- **Prompt**:
Add 97 to every bounding-box coordinate in the data, beginning at the line that has "q=coffee table" and stopping after the line that has "[0,315,216,425]". Write out every line in that span, including the ones without numbers, and change nothing else.

- **Task inputs**:
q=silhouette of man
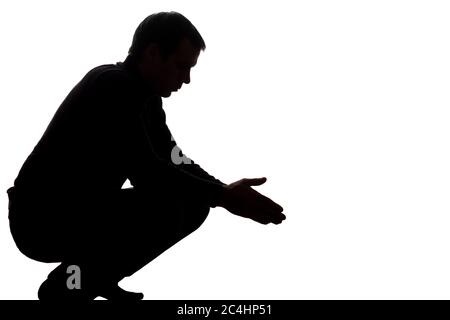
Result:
[8,12,285,300]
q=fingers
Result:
[242,177,267,187]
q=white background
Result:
[0,0,450,299]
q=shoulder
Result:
[86,64,132,88]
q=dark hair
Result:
[128,11,206,59]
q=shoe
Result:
[38,263,144,302]
[38,263,95,301]
[98,284,144,302]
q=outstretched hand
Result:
[219,178,286,224]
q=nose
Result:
[183,71,191,84]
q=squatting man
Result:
[7,12,286,300]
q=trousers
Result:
[7,187,210,281]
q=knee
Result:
[186,205,210,234]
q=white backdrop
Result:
[0,0,450,299]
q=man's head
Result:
[128,12,205,97]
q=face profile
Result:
[140,38,200,98]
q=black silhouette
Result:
[8,12,285,300]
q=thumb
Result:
[244,177,267,186]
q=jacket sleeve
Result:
[95,70,224,207]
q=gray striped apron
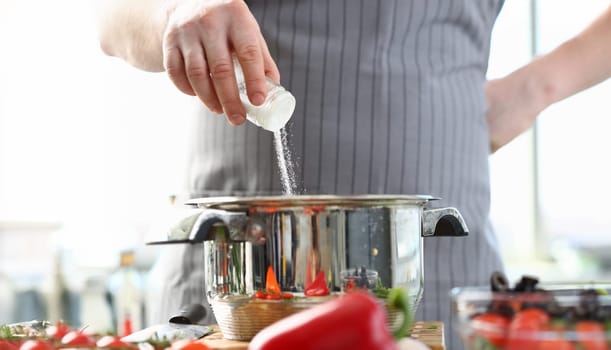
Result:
[153,0,502,349]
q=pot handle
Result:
[422,207,469,237]
[147,209,247,245]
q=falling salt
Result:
[274,128,298,195]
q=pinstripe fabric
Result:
[158,0,502,349]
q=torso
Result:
[183,0,501,348]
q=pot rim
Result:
[185,194,439,210]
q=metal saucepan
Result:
[156,195,467,339]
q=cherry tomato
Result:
[95,335,132,349]
[45,321,71,340]
[172,339,212,350]
[472,313,509,347]
[537,339,575,350]
[19,339,53,350]
[575,321,608,350]
[61,331,95,348]
[506,308,549,350]
[0,339,19,350]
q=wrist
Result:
[516,58,558,115]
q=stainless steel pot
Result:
[153,195,467,339]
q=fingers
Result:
[260,37,280,84]
[163,1,280,125]
[163,43,195,96]
[205,30,246,125]
[185,41,223,114]
[230,18,267,106]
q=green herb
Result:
[373,278,390,299]
[147,333,171,349]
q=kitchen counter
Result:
[202,322,445,350]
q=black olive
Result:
[513,275,539,292]
[490,271,509,292]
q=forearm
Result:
[98,0,174,72]
[515,7,611,110]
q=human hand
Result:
[163,0,280,125]
[485,72,543,153]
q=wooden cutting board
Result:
[202,322,445,350]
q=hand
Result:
[485,71,543,153]
[163,0,280,125]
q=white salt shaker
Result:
[233,57,295,132]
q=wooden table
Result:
[202,322,445,350]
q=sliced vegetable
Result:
[19,339,54,350]
[171,339,212,350]
[472,313,509,346]
[248,289,411,350]
[303,270,331,297]
[45,321,71,340]
[265,265,281,295]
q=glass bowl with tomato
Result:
[451,272,611,350]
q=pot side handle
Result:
[422,207,469,237]
[147,209,247,245]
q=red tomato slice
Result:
[506,308,549,350]
[471,313,509,347]
[0,340,19,350]
[19,339,53,350]
[45,321,71,340]
[172,339,212,350]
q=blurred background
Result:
[0,0,611,331]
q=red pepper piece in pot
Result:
[248,289,411,350]
[303,270,330,297]
[265,265,282,295]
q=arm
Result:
[486,7,611,152]
[98,0,280,125]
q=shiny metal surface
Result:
[155,195,467,340]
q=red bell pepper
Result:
[248,289,411,350]
[303,270,331,297]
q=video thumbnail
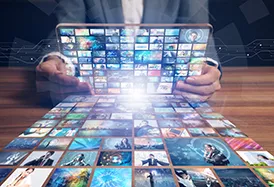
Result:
[165,138,245,166]
[135,168,176,187]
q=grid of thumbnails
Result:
[58,27,210,94]
[0,95,274,187]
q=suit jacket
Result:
[24,158,53,166]
[55,0,221,70]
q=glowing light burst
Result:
[90,168,132,187]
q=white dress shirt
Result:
[122,0,144,24]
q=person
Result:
[36,0,221,103]
[175,170,196,187]
[6,168,35,187]
[257,154,274,166]
[135,120,159,137]
[147,172,154,187]
[24,151,55,166]
[142,154,169,166]
[153,36,163,44]
[189,31,198,43]
[61,153,90,166]
[204,144,230,166]
[115,138,131,149]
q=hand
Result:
[36,56,93,104]
[174,64,221,102]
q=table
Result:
[0,67,274,154]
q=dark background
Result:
[0,0,274,66]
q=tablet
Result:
[56,24,212,94]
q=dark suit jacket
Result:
[55,0,218,70]
[24,158,53,166]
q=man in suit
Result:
[36,0,221,103]
[24,151,55,166]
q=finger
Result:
[176,81,218,96]
[186,65,221,85]
[173,90,212,102]
[36,81,92,94]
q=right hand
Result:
[36,56,93,104]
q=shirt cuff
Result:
[39,52,75,76]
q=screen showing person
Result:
[1,168,52,187]
[21,151,63,166]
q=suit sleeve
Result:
[176,0,222,76]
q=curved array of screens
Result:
[57,26,210,94]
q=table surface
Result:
[0,67,274,154]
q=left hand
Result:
[174,64,221,102]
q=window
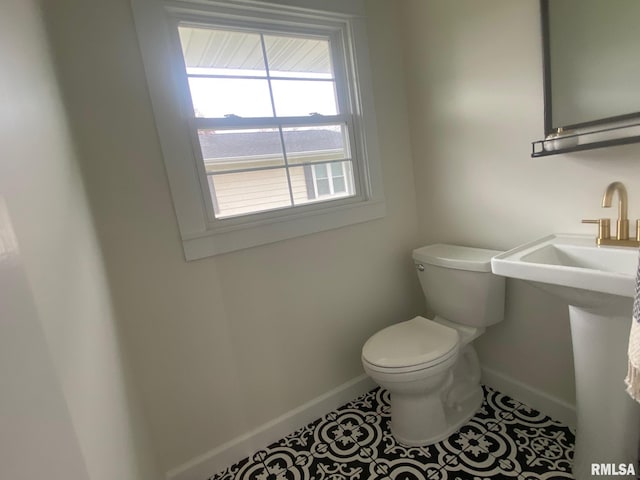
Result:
[132,0,384,259]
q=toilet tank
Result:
[413,244,505,327]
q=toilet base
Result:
[391,385,483,446]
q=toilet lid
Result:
[362,317,458,368]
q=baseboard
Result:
[166,374,375,480]
[482,367,576,428]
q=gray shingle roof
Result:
[199,129,344,159]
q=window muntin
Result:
[178,23,356,220]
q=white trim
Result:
[166,374,376,480]
[482,367,576,428]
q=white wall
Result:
[0,0,158,480]
[399,0,640,403]
[46,0,423,470]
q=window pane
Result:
[316,178,331,196]
[189,77,273,118]
[271,80,338,117]
[333,177,347,193]
[264,35,333,79]
[178,25,266,76]
[209,168,291,218]
[331,163,344,177]
[198,128,284,172]
[282,125,349,165]
[313,165,328,180]
[289,162,355,205]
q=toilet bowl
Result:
[362,244,504,446]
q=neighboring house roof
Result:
[199,129,344,160]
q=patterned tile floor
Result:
[209,387,575,480]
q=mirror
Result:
[540,0,640,136]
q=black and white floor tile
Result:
[209,387,575,480]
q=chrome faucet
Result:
[582,182,640,247]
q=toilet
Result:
[362,244,505,446]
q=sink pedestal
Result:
[491,234,640,480]
[569,306,640,480]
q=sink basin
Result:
[491,234,638,308]
[491,234,640,480]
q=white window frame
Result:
[131,0,385,260]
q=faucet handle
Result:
[582,218,611,240]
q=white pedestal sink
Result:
[491,234,640,480]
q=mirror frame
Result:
[540,0,640,137]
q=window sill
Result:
[182,200,385,261]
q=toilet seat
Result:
[362,316,460,373]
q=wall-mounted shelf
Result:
[531,123,640,157]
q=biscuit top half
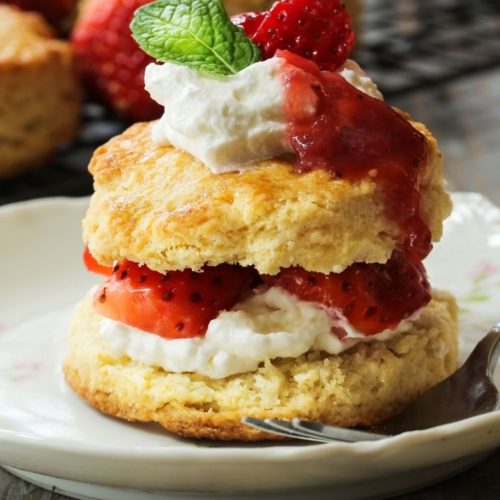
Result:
[83,123,451,274]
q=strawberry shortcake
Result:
[65,0,457,440]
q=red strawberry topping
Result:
[231,12,267,37]
[264,252,431,335]
[238,0,354,71]
[72,0,162,121]
[278,51,432,260]
[94,261,257,339]
[83,247,113,276]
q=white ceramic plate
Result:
[0,194,500,499]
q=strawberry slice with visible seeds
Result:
[231,12,267,38]
[264,251,431,335]
[243,0,354,71]
[94,261,257,339]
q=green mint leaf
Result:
[131,0,260,75]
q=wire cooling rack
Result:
[0,0,500,204]
[356,0,500,97]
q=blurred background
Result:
[0,0,500,204]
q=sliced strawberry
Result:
[83,247,113,276]
[231,12,267,38]
[264,252,431,335]
[247,0,354,71]
[72,0,162,121]
[94,261,256,339]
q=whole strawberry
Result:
[72,0,162,122]
[232,0,354,71]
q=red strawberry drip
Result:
[83,247,113,276]
[240,0,354,71]
[72,0,163,121]
[94,261,257,339]
[277,51,432,261]
[231,12,267,38]
[264,251,431,338]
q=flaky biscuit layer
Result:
[83,123,451,274]
[64,292,457,441]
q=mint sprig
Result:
[131,0,260,76]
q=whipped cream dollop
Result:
[100,287,418,378]
[145,57,382,174]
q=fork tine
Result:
[241,417,331,443]
[291,418,390,443]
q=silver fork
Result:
[242,323,500,443]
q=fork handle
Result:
[464,323,500,378]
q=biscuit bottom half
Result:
[64,292,458,441]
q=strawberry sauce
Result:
[277,51,432,261]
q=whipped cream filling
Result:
[145,57,382,174]
[100,287,419,378]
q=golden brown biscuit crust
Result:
[64,293,457,441]
[0,5,80,179]
[83,123,451,274]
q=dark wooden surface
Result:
[0,65,500,500]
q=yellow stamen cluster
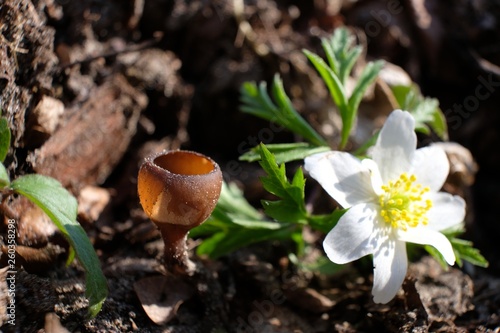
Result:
[379,173,432,230]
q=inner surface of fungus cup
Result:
[137,150,222,272]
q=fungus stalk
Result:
[137,150,222,275]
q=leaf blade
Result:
[11,175,108,317]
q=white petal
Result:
[361,158,384,195]
[398,226,455,265]
[410,146,450,192]
[304,151,376,208]
[427,192,465,231]
[372,239,408,304]
[323,204,377,264]
[371,110,417,184]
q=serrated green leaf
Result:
[240,75,327,146]
[196,225,295,259]
[0,163,10,189]
[261,200,307,223]
[239,142,330,164]
[339,46,363,85]
[450,238,488,267]
[309,209,347,234]
[424,245,449,270]
[259,144,307,222]
[216,182,262,220]
[302,50,349,119]
[0,118,10,162]
[340,61,384,148]
[391,84,448,141]
[430,107,449,141]
[11,175,108,317]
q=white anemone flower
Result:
[305,110,465,303]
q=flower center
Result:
[379,173,432,230]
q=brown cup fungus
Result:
[137,150,222,275]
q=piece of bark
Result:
[29,75,147,190]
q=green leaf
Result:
[0,163,10,189]
[240,75,327,146]
[340,61,384,147]
[0,118,10,162]
[302,50,349,121]
[424,245,449,270]
[259,144,307,223]
[196,225,295,259]
[239,142,330,164]
[189,179,295,258]
[217,182,262,220]
[391,84,448,141]
[11,175,108,317]
[308,209,347,234]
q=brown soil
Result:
[0,0,500,332]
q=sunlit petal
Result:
[323,204,377,264]
[304,152,376,208]
[371,110,417,183]
[372,239,408,304]
[398,226,455,265]
[410,146,450,192]
[427,192,465,231]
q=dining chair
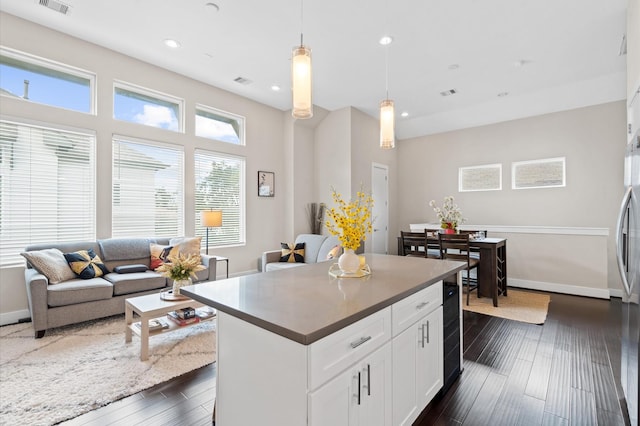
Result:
[438,233,480,305]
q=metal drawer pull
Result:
[416,302,431,309]
[351,336,371,349]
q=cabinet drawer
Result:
[308,307,391,389]
[391,281,442,336]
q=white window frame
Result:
[511,157,567,189]
[112,80,185,133]
[111,135,185,237]
[458,163,502,192]
[0,46,97,115]
[0,116,97,268]
[194,104,246,146]
[193,149,247,248]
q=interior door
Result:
[371,163,389,254]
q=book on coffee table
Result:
[167,311,200,326]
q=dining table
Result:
[398,231,507,307]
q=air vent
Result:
[440,89,458,96]
[233,77,253,84]
[37,0,71,15]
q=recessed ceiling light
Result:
[164,38,180,49]
[378,36,393,46]
[205,2,220,12]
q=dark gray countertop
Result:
[181,254,465,345]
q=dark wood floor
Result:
[63,294,628,426]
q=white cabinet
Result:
[392,284,444,425]
[308,342,392,426]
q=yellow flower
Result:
[325,188,373,250]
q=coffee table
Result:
[124,293,215,361]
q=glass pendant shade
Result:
[291,46,313,119]
[380,99,396,149]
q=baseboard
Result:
[0,309,31,325]
[508,278,613,299]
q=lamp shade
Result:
[291,46,313,119]
[380,99,396,149]
[200,210,222,228]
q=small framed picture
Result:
[258,171,276,197]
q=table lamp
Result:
[200,210,222,254]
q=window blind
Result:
[0,120,96,267]
[111,136,184,237]
[195,150,245,246]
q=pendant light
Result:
[291,0,313,119]
[380,36,396,149]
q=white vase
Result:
[173,278,193,296]
[338,249,360,274]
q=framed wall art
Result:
[258,171,276,197]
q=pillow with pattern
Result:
[280,243,304,263]
[149,243,178,270]
[64,249,109,280]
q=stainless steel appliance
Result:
[616,131,640,426]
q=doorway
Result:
[371,163,389,254]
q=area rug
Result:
[462,289,551,324]
[0,315,216,425]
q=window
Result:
[0,48,95,114]
[195,150,245,246]
[113,82,184,132]
[196,105,245,145]
[112,136,184,237]
[0,120,96,267]
[511,157,566,189]
[458,164,502,192]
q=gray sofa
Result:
[25,238,216,338]
[260,234,342,272]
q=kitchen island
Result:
[182,254,464,426]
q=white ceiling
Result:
[0,0,626,139]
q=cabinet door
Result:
[392,321,423,425]
[308,368,362,426]
[358,342,392,426]
[416,306,444,411]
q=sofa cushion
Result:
[318,235,342,262]
[47,274,113,307]
[104,271,167,296]
[20,248,76,284]
[295,234,327,263]
[280,243,304,263]
[169,237,202,256]
[264,262,306,272]
[64,249,109,280]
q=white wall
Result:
[395,101,626,297]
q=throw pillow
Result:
[64,249,109,280]
[280,243,304,263]
[169,237,202,256]
[327,246,341,260]
[20,248,76,284]
[149,243,178,270]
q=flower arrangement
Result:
[156,253,205,281]
[429,195,466,229]
[325,188,373,250]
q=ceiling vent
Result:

- **In response**:
q=coffee table
Result:
[221,390,312,458]
q=glass pendant shade
Result:
[388,143,410,216]
[477,196,493,246]
q=baseboard
Result:
[97,406,128,422]
[605,375,710,396]
q=lamp shade
Result:
[388,143,410,216]
[477,196,493,246]
[297,307,319,325]
q=small framed picture
Result:
[355,268,373,294]
q=table lamp
Result:
[297,307,319,351]
q=window blind
Result:
[97,217,193,364]
[208,233,281,334]
[292,247,342,343]
q=pendant light
Result:
[388,97,410,216]
[477,133,493,246]
q=white vase
Result:
[270,375,290,393]
[435,346,457,371]
q=framed wall art
Result:
[355,268,373,294]
q=pillow with pattern
Result:
[377,340,401,360]
[246,340,275,367]
[161,346,206,377]
q=stainless steel appliance
Result:
[713,228,737,523]
q=doorway
Result:
[468,260,486,351]
q=area rug
Result:
[559,386,648,421]
[97,412,313,522]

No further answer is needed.